++++ EXERCISE DATA ++++

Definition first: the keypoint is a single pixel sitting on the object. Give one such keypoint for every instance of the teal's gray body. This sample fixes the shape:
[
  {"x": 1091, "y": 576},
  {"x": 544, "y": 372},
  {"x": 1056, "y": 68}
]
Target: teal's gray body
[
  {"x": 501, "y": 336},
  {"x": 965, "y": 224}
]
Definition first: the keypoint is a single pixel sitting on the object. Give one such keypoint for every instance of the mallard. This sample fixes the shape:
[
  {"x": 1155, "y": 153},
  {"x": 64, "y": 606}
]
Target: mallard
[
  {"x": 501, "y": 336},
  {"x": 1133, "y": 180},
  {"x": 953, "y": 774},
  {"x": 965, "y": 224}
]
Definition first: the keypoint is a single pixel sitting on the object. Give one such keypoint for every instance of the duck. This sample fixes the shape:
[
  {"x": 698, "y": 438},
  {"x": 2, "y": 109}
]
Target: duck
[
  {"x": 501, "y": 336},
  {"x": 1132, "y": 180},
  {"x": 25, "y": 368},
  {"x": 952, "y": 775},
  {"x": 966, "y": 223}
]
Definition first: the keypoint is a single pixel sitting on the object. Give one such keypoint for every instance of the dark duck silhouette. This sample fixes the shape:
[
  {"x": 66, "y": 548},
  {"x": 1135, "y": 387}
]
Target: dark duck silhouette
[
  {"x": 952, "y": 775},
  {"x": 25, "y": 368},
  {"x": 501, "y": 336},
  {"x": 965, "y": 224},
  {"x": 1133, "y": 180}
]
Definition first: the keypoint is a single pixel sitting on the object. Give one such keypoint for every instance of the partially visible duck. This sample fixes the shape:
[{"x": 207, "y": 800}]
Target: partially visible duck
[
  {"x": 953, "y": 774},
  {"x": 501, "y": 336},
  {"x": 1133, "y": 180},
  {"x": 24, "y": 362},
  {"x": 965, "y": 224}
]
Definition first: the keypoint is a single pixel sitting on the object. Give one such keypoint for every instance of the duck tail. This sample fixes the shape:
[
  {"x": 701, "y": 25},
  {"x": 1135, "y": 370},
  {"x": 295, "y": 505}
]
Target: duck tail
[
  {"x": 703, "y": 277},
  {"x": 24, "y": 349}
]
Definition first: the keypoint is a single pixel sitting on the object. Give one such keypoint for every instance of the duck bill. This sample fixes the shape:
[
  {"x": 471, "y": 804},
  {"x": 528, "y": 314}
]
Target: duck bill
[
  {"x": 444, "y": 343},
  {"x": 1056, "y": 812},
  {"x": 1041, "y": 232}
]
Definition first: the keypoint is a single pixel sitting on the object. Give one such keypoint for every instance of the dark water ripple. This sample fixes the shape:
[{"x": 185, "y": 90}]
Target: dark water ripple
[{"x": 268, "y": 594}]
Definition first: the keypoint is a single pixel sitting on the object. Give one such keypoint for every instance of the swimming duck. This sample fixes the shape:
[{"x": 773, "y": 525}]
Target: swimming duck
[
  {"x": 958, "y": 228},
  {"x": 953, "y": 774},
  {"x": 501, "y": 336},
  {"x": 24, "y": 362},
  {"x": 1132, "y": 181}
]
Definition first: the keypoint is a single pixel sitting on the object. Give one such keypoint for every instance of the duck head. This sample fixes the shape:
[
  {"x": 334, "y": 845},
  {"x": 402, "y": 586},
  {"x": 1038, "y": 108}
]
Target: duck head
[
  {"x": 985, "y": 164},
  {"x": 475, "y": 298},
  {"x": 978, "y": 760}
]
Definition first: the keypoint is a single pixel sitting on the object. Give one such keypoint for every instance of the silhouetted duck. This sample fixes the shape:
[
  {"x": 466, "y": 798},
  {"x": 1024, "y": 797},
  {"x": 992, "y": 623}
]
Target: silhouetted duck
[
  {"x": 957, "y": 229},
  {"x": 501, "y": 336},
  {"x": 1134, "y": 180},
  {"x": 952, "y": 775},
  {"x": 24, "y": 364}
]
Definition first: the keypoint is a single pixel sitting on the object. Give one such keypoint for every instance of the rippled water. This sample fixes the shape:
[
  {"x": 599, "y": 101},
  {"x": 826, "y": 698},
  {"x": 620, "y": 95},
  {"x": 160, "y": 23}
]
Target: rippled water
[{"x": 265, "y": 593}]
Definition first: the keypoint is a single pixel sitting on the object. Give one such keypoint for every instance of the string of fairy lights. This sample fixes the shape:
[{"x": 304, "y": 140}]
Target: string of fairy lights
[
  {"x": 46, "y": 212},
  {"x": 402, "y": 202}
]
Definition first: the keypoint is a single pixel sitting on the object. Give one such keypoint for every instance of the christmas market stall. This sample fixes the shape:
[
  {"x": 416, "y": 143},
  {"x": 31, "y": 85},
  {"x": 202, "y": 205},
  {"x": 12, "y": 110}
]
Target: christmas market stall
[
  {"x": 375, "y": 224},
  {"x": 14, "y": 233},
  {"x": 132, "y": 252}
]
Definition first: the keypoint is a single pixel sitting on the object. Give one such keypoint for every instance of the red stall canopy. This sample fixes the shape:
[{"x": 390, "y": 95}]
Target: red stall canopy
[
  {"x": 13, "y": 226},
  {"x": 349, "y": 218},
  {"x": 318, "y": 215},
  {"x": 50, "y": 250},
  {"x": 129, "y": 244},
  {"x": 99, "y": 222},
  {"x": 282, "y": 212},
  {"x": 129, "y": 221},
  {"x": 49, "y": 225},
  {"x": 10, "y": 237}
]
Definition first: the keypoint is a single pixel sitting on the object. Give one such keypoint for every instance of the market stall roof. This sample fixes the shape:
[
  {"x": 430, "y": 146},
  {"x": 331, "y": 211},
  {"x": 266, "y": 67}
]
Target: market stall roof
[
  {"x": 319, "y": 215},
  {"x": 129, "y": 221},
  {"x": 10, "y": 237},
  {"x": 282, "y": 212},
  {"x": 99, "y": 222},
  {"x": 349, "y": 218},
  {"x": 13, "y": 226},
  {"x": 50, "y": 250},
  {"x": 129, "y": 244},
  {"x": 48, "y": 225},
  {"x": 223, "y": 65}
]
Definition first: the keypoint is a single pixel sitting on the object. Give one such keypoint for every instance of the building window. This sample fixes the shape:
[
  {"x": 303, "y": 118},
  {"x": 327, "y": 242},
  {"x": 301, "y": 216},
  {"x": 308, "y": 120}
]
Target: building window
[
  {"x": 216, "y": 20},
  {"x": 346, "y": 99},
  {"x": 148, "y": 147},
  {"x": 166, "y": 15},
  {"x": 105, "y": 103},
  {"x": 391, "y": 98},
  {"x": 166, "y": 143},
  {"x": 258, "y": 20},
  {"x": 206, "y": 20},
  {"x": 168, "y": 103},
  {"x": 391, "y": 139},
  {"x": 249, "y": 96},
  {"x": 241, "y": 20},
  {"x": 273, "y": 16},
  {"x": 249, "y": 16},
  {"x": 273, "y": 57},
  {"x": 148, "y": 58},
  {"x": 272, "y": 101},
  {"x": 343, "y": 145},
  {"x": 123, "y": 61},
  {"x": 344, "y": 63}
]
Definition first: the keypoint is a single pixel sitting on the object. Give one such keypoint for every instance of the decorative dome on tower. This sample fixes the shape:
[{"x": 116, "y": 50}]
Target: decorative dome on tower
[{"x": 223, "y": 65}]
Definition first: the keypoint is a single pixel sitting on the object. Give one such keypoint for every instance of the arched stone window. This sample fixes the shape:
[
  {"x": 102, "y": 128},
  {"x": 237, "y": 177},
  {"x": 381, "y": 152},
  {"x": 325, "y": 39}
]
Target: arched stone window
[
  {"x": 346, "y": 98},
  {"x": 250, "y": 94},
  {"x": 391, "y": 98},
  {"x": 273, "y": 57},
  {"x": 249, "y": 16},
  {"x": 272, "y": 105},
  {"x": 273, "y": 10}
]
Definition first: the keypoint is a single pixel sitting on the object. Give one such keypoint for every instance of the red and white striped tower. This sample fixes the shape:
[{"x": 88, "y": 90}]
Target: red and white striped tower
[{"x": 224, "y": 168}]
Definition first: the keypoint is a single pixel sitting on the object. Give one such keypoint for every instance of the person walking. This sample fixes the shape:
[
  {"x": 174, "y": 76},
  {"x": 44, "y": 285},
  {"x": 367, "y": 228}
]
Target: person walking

++++

Tally the lines of the records that contain "walking", then write only the total.

> TASK ANSWER: 2